> _PROVIDED PASSAGE_:
☆ ☆ ☆ ☆ ☆ ☆ ☆
Selected Highlights of the Labs21 2008 Annual Conference
Energy Efficient and Sustainable HPC at Pacific Northwest National Laboratory
Phil Tuma, P.E., 3M Corporation, Andrés Márquez, Ph.D., Pacific Northwest National Laboratory, Landon Sego, Ph.D., Pacific Northwest National Laboratory, Roger Schmidt, Ph.D., P.E., IBM Corporation, and Tahir Cader, Ph.D., HP (formerly SprayCool)
Power consumption in US data centers has been escalating at an alarming rate. In response to Public Law 109-431, EPA reported that electricity usage by US data centers accounted for 1.5% of the total electricity used in the US in 2006. They projected that if current data center operating practices continue, electricity usage will almost double to 2.9% of the total electricity used in the US in 2011 (EPA, 2007). Consequently EPA issued a call to action to both government and industry to collaborate and set aggressive goals to reduce power consumption in data centers.
In the spirit of responding to the findings and recommendations of the EPA report, the Pacific Northwest National Laboratory (PNNL) has teamed with several key organizations including: The Green Grid (TGG), ASHRAE TC9.9, IBM, 3M, and SprayCool. As part of this effort, a highly instrumented liquid-cooled cluster has been installed at PNNL. The cluster is housed in an 800 ft2 data center which resides in a mixed-use data center with a significant amount of instrumentation as well. The eventual objective of the effort is to be able to report the real-time power consumption, energy efficiency, and productivity of the liquid-cooled data center.
Preliminary results from the effort at PNNL are reported in this paper. Thermal results are reported for the hottest server components, including the microprocessors and memory DIMMs. Under all conditions tested, the components have not exceeded manufacturers' specifications. More importantly, the data show that the liquid-cooled servers can be maintained within specifications while rejecting to non-chilled facility water at 78°F (25.6°C). Furthermore, a reasonable extrapolation suggests that the specifications can still be maintained at 86°F (30°C). In an effort to address global warming, work has started on the qualification of a new 3M Fluoroketone fluid that has a Global Warming Potential (GWP) of 1. This GWP is the lowest published value of all commercially available coolants. Details are provided in the body of this paper.
PNNL and SprayCool have been collaborating on the development of an energy efficient data center cooling solution since 2004, and started with the conversion and testing of a rack of spray cooled HP rx2600 2U servers. The rack was installed and run for over a year in the Molecular Sciences Computing Facility's data center. This rack achieved an overall uptime of 96.9%. This effort was followed by the installation of a rack of spray cooled HP rx1620 1U servers and a similar evaluation. Given the performance of the cooling solution, PNNL issued a request for proposals to develop a turnkey spray cooled cluster. IBM was the winning bidder with SprayCool the chosen cooling solution. The decision by IBM to deliver to PNNL, in collaboration with SprayCool, a spray cooled cluster (named NW-ICE) represented a major milestone for the program.
☆ ☆ ☆ ☆ ☆ ☆ ☆
> _STORED DATA_:

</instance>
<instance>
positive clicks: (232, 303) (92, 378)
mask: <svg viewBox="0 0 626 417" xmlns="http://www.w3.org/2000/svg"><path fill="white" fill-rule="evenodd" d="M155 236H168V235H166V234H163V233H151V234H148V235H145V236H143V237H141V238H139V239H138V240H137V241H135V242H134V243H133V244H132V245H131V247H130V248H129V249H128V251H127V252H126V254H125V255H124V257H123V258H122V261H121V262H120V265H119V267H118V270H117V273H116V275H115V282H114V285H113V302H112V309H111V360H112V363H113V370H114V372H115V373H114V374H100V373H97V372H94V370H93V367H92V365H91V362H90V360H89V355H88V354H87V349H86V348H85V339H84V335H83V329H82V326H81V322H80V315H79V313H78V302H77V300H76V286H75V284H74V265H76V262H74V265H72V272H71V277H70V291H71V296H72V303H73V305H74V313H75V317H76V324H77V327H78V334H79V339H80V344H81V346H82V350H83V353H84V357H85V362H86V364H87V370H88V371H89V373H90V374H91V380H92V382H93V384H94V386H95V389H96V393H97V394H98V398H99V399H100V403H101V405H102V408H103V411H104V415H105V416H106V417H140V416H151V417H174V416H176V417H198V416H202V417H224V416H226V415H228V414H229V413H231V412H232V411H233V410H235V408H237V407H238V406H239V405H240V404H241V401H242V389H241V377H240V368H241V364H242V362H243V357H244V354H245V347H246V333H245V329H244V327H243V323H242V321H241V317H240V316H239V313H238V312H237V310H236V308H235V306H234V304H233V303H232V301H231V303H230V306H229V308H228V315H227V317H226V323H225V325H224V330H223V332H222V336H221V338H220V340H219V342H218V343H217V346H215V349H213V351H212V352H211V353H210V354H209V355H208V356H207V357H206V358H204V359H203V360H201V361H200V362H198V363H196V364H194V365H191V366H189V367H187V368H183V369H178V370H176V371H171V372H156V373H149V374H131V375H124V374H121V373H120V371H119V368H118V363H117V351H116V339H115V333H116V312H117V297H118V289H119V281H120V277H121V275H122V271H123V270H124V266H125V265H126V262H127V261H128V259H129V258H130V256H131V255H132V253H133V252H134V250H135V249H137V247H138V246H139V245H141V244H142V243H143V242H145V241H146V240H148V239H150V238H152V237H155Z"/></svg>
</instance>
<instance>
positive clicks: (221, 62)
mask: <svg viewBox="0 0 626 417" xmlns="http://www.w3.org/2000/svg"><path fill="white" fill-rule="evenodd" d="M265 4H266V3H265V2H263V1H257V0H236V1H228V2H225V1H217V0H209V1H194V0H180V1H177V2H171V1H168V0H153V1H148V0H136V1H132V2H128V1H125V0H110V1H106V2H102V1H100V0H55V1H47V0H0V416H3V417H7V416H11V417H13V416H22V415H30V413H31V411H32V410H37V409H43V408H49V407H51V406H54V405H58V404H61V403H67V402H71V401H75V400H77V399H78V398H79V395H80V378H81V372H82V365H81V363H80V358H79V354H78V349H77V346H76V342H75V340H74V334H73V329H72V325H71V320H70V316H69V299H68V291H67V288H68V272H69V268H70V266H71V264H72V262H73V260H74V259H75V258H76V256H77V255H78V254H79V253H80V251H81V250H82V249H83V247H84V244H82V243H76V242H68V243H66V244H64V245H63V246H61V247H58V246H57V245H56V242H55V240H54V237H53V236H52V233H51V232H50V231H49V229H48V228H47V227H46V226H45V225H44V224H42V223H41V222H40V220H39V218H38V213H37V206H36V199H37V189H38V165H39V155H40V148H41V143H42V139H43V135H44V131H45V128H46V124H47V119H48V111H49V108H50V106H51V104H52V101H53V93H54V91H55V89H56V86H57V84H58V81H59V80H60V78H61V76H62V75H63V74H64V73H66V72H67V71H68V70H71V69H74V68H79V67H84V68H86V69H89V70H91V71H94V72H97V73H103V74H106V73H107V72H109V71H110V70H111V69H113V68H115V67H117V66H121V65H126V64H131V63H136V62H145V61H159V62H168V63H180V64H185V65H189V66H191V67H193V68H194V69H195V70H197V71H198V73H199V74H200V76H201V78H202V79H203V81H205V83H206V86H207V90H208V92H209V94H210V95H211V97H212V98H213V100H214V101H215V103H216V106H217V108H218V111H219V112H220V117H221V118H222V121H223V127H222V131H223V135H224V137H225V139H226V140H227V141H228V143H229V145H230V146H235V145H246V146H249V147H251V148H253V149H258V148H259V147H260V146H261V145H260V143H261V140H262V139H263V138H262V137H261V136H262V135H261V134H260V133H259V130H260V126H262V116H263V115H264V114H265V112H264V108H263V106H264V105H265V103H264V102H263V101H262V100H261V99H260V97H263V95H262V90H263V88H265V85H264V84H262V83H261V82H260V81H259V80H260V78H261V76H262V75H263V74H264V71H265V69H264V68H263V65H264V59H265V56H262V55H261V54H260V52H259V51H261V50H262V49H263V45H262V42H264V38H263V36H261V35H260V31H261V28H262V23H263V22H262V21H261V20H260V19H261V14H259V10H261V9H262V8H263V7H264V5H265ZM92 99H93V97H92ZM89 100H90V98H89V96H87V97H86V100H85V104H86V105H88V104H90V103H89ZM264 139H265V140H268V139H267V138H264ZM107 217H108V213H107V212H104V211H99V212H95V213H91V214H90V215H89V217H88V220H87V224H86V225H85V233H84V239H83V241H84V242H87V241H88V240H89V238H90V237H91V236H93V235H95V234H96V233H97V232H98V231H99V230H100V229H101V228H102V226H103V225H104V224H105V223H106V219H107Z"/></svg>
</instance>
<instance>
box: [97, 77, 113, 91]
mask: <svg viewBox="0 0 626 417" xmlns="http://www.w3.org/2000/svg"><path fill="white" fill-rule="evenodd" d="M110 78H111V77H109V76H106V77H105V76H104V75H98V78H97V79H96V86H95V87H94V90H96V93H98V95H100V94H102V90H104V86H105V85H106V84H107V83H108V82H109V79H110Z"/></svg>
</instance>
☆ ☆ ☆ ☆ ☆ ☆ ☆
> _STUDY QUESTIONS_:
• 1. Copy word for word the part of the PNNL data center cooling passage that begins at "Preliminary results from" and stops after "of this paper.".
• 2. In the PNNL data center cooling passage, what overall uptime did the rack of spray cooled HP rx2600 2U servers achieve?

> _RESPONSES_:
• 1.
Preliminary results from the effort at PNNL are reported in this paper. Thermal results are reported for the hottest server components, including the microprocessors and memory DIMMs. Under all conditions tested, the components have not exceeded manufacturers' specifications. More importantly, the data show that the liquid-cooled servers can be maintained within specifications while rejecting to non-chilled facility water at 78°F (25.6°C). Furthermore, a reasonable extrapolation suggests that the specifications can still be maintained at 86°F (30°C). In an effort to address global warming, work has started on the qualification of a new 3M Fluoroketone fluid that has a Global Warming Potential (GWP) of 1. This GWP is the lowest published value of all commercially available coolants. Details are provided in the body of this paper.

• 2. 96.9%